### What the task requires
Once the line containing "Target: foreground railing" is found in the entries below, restate it and each following line word for word, stopping after the line containing "tag the hazy sky".

Point localization data:

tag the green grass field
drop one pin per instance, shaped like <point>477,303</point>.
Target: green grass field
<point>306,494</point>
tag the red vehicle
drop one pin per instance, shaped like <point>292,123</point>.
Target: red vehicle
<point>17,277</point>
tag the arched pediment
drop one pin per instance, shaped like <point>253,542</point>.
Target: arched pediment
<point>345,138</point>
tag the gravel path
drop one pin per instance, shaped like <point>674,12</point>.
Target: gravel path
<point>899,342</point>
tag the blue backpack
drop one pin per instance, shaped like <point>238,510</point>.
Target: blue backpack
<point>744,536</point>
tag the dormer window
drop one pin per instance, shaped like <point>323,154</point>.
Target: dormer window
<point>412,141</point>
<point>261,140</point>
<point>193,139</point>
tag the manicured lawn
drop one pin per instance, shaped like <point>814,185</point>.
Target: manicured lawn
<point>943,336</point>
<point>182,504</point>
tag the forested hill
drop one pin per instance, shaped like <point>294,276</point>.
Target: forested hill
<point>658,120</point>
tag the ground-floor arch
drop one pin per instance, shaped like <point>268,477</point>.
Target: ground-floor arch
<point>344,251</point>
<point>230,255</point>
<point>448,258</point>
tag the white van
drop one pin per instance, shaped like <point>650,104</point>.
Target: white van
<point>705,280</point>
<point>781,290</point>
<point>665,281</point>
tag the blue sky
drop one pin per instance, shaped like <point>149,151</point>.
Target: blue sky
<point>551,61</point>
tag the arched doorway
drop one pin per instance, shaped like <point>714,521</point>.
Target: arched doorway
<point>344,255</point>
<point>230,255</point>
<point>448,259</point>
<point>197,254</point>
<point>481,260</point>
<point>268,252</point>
* * *
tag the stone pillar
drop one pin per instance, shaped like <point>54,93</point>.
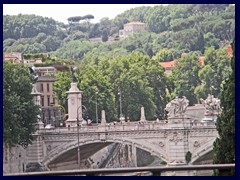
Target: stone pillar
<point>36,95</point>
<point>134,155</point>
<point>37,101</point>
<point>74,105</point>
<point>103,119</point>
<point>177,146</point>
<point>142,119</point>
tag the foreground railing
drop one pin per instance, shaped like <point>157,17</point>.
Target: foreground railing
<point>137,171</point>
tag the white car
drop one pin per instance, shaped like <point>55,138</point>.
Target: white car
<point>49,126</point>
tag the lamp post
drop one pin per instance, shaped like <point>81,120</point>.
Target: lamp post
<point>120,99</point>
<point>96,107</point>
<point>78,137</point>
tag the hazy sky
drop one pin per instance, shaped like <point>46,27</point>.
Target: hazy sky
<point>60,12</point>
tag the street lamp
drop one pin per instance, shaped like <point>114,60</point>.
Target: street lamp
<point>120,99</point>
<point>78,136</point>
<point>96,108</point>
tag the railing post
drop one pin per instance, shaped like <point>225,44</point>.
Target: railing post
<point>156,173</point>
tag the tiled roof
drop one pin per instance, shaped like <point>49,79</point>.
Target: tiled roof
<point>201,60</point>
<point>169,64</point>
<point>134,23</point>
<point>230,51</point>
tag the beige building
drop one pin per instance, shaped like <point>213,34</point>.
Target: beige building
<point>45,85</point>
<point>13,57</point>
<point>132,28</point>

### Reply to the exercise
Target: foreground railing
<point>137,171</point>
tag the white car
drop one pin per instance, shaped like <point>55,138</point>.
Target: white car
<point>49,126</point>
tag the lamp post
drop one pin per instance, shaped like <point>81,120</point>.
Target: lamp post
<point>120,99</point>
<point>96,107</point>
<point>78,137</point>
tag the hazy sky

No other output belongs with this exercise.